• [Task to carry out] In the forum thread about a lost ring, why does the poster say the search reinforces why he got on the job?

• [Given passage]
--- begin ---
Again, thanks for the suggestions,but I've been there. I am ANAL about the bathrooms in my house and this one was even cleaner. Nothing beneath the soap dispenser but tile floor. Believe me I've looked everywhere. This bathroom was BARE. There wasn't even a trash dispenser. I have the whole room mapped in my mind I've been there so much. I've contacted court officers, pawn shops, etc. I've found out that, somehow, even the Salem and Plaistow NH Police Detectives are looking out for this thing. I guess, if nothing else, thins reinforces why I got on this job... in the long run, if you're a cop, you're a cop, and that means every other cop out there is a brother and sister who cares about you. Thank you guys again. I contacted the ring company and it will cost me $175 for a replica. If it comes down to me having to do that, then maybe I'll change the inside inscription which I got when I graduated from "Trooper Mc*** my last name" to "Police Brotherhood" Thank you again.


----------



## Hb13 (Aug 2, 2006)

Best of luck.


----------



## Guest (May 3, 2008)

That's AWFUL.......... Hopefully it turns up brother.


----------



## Guest (May 3, 2008)

Do you have a picture of it? 

And, on the off chance anyone sees some trash wearing it, do you want the finger too? Or just the ring. :twisted:


----------



## JMB1977 (Nov 24, 2007)

Best of luck brother.


----------



## Killjoy (Jun 23, 2003)

I feel for you, brother. The same thing happened to me one day in Chicopee Court, luckily a good Samaritan saw me leave the bathroom and ran after me and returned the ring. Good luck.


----------



## 78thrifleman (Dec 18, 2005)

5-0 said:


> Do you have a picture of it?
> 
> And, on the off chance anyone sees some trash wearing it, do you want the finger too? Or just the ring. :twisted:


No, i don't have a pic of it, and I'd actually like the whole hand and maybe the heart, too.

By the way, I reread a previous post and realized that I wrote that the bathroom didn't have a trash dispenser. No need to elaborate.


----------



## Guest (May 4, 2008)

Wow, that is so horrible! I'm so sorry! Have you checked with all members of the janitorial staff?
--- end ---
• [Excerpts of location labeling data]
--- begin ---
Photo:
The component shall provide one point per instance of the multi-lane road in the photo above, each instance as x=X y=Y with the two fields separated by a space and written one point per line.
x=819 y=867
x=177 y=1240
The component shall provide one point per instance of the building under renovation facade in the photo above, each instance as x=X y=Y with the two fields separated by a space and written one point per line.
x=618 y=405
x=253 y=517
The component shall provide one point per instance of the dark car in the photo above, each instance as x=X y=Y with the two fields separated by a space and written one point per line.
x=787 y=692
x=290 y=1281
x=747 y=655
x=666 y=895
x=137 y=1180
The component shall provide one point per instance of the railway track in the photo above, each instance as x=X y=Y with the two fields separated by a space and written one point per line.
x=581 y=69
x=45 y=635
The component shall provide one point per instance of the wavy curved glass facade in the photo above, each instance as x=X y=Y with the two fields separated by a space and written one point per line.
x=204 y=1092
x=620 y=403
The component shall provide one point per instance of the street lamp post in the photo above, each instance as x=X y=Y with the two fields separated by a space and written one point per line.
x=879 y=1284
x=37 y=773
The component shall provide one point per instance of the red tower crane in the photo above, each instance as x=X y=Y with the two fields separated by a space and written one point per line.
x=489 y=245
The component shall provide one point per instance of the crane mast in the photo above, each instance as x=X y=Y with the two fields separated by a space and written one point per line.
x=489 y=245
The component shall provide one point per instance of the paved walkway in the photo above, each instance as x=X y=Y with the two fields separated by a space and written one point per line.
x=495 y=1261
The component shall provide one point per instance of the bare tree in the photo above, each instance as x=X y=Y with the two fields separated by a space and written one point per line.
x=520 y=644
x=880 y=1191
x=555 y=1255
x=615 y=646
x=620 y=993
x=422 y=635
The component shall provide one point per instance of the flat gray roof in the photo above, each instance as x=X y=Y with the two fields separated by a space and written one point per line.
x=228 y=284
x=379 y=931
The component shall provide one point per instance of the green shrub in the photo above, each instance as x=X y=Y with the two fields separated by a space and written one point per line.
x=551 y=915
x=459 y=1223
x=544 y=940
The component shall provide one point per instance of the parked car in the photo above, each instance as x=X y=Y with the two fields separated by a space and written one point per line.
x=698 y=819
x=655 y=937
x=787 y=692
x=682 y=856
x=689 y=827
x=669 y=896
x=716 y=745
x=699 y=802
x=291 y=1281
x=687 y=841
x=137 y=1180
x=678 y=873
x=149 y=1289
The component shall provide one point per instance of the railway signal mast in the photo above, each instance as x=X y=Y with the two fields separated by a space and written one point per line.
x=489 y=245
--- end ---
• [Finished answer] Even police detectives in Salem and Plaistow, NH, are watching for the ring. To him this shows that a cop is a cop, and every other cop out there is a brother or sister who cares about him.